_Data for the task_

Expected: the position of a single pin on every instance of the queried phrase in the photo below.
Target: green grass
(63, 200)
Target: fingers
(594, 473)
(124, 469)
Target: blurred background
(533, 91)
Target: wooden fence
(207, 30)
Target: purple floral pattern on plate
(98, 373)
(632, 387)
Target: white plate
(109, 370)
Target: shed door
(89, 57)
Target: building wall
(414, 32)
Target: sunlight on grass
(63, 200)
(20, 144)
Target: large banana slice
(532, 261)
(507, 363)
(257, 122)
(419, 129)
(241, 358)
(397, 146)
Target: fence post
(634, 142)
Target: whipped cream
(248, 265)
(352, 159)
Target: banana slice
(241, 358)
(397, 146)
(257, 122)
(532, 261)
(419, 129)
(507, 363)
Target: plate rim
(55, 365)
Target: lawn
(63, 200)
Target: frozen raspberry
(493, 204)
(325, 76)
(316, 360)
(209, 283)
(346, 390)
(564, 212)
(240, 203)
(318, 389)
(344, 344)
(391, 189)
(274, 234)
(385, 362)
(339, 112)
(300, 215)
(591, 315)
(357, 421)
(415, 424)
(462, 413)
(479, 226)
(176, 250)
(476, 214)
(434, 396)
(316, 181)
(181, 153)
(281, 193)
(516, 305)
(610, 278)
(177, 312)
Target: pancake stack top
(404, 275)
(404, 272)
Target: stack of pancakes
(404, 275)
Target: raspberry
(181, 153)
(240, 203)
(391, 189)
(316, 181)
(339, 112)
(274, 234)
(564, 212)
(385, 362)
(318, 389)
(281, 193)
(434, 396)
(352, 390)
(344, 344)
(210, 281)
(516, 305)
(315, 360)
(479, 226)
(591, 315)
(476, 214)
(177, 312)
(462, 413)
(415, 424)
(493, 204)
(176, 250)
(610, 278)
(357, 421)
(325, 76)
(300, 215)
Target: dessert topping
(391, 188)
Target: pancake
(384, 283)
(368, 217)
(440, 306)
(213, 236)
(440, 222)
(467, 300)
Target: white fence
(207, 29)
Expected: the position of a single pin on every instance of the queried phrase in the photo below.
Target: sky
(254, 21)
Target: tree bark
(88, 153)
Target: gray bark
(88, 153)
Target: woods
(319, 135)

_Work to complete_
Write out the entire listing above once more. Keep it exact.

_Answer section_
Expected: the position of a single pin on every instance of the queried phrase in the photo below.
Target: green grass
(63, 200)
Target: fingers
(594, 473)
(124, 469)
Target: blurred background
(533, 91)
Target: wooden fence
(207, 30)
Target: purple floral pattern on plate
(98, 373)
(632, 387)
Target: white plate
(109, 370)
Target: shed door
(89, 57)
Target: building wall
(414, 32)
Target: sunlight on grass
(63, 200)
(20, 144)
Target: large banana slice
(532, 261)
(507, 363)
(257, 122)
(419, 129)
(241, 358)
(397, 146)
Target: fence post
(634, 142)
Target: whipped cream
(248, 265)
(352, 159)
Target: banana slice
(241, 358)
(397, 146)
(257, 122)
(532, 261)
(419, 129)
(507, 363)
Target: plate rim
(55, 365)
Target: lawn
(63, 200)
Target: frozen raspberry
(493, 204)
(325, 76)
(316, 360)
(209, 283)
(346, 390)
(564, 212)
(240, 203)
(318, 389)
(344, 344)
(391, 189)
(274, 234)
(385, 362)
(339, 112)
(300, 215)
(591, 315)
(357, 421)
(415, 424)
(462, 413)
(479, 226)
(176, 250)
(476, 214)
(434, 396)
(316, 181)
(181, 153)
(281, 193)
(516, 305)
(610, 278)
(177, 312)
Target: pancake stack top
(404, 275)
(404, 272)
Target: stack of pancakes
(404, 275)
Target: raspberry
(181, 153)
(240, 203)
(391, 189)
(316, 181)
(339, 112)
(274, 234)
(564, 212)
(385, 362)
(318, 389)
(281, 193)
(434, 396)
(352, 390)
(344, 344)
(210, 281)
(516, 305)
(315, 360)
(479, 226)
(591, 315)
(476, 214)
(177, 312)
(462, 413)
(415, 424)
(493, 204)
(176, 250)
(610, 278)
(357, 421)
(325, 76)
(300, 215)
Target: dessert topping
(391, 188)
Target: pancake
(384, 283)
(368, 217)
(440, 306)
(213, 236)
(440, 222)
(467, 300)
Target: white fence
(207, 29)
Expected: the position of a single pin on every instance of the queried phrase in the photo below.
Target: sky
(254, 21)
Target: tree bark
(88, 153)
Target: gray bark
(88, 153)
Target: woods
(319, 135)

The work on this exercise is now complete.